- **YOUR OBJECTIVE**
Return each line in the records below that contains the string "tablet", matching its case exactly.

┄┄┄┄┄┄

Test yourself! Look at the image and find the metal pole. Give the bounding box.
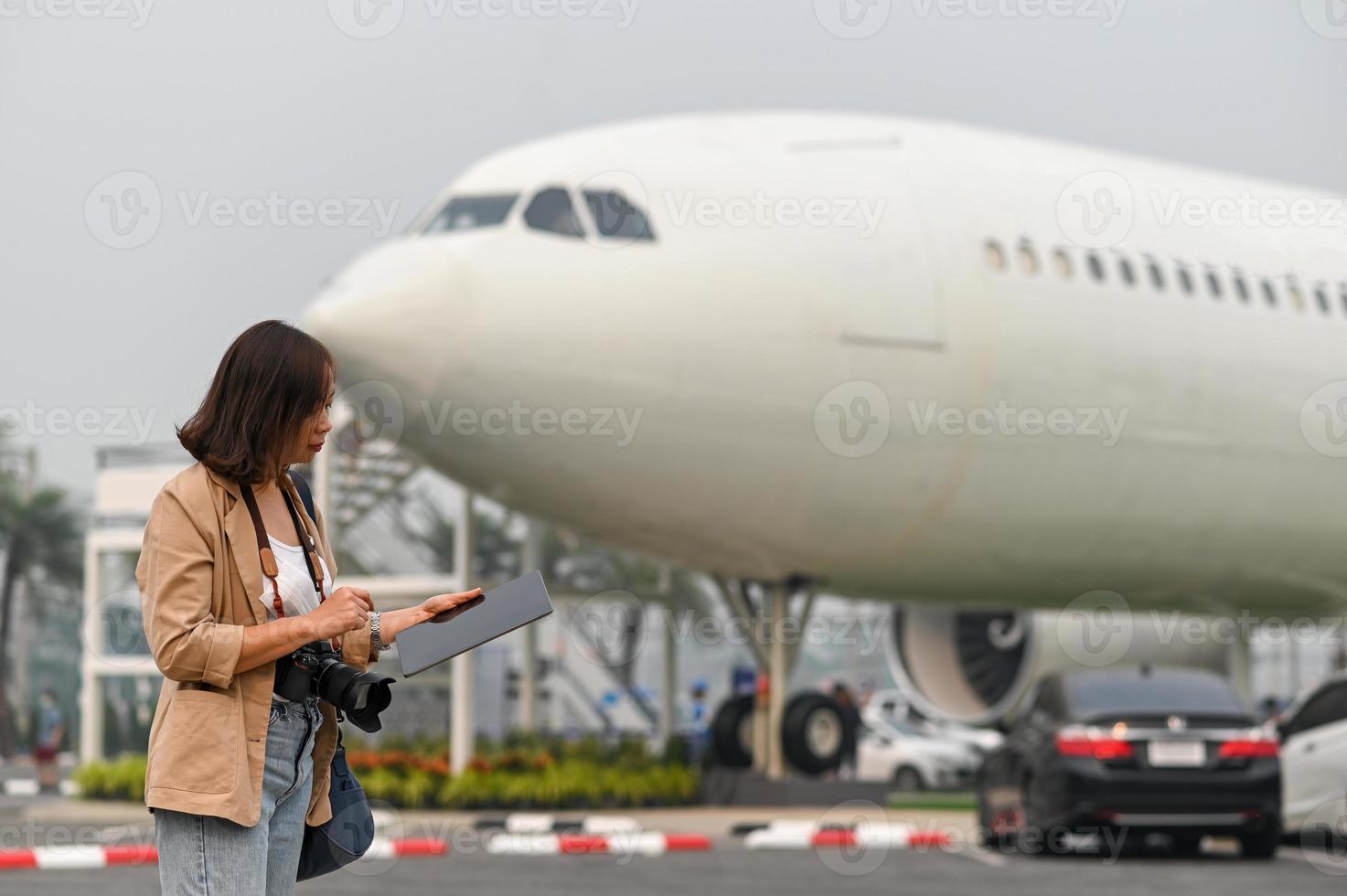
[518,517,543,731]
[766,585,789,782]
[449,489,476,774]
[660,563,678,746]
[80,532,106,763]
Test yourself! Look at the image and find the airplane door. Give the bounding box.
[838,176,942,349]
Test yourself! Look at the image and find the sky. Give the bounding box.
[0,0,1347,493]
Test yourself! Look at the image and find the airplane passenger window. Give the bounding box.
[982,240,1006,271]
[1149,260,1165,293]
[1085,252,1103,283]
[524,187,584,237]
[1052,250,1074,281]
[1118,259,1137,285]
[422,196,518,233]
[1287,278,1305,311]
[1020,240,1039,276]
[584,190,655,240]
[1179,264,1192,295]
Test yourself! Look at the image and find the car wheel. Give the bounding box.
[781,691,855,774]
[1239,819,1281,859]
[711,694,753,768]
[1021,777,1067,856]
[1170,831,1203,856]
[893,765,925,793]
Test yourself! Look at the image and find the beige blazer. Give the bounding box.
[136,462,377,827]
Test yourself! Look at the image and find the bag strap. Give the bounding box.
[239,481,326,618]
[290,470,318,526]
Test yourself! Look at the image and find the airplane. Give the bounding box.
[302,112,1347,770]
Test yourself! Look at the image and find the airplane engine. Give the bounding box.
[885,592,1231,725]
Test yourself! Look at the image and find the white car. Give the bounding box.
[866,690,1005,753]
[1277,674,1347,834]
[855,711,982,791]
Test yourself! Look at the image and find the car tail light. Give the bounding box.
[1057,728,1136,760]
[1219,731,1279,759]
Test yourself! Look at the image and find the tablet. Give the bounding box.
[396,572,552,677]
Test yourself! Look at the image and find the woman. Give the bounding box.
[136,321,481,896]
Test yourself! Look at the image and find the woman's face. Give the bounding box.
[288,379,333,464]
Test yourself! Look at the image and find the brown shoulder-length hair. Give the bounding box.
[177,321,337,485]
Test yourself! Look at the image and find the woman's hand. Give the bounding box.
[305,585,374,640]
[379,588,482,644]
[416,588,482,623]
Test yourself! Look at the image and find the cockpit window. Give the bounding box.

┄┄┄┄┄┄

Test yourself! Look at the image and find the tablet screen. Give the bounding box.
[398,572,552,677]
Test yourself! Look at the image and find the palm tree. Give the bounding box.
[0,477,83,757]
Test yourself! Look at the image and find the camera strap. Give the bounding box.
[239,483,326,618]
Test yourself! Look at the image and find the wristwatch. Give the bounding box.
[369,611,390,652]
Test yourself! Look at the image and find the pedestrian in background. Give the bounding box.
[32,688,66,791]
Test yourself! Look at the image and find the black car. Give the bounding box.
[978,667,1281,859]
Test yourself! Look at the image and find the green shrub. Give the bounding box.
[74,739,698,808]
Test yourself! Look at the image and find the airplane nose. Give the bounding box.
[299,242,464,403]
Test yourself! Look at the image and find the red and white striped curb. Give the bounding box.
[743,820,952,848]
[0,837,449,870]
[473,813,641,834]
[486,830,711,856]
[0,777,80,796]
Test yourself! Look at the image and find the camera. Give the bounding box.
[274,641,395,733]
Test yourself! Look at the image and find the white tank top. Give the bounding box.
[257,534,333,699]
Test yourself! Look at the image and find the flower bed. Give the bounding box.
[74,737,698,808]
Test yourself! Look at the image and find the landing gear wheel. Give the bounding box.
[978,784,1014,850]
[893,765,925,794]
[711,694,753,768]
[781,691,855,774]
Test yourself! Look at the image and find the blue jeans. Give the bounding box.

┄┄┄┄┄┄

- **RESPONSE TO THIS EXERCISE**
Test yourself! Look at the image and find the tablet. Give the bounding box.
Test yourself! Look at the image and find the tablet screen. Give the bounding box.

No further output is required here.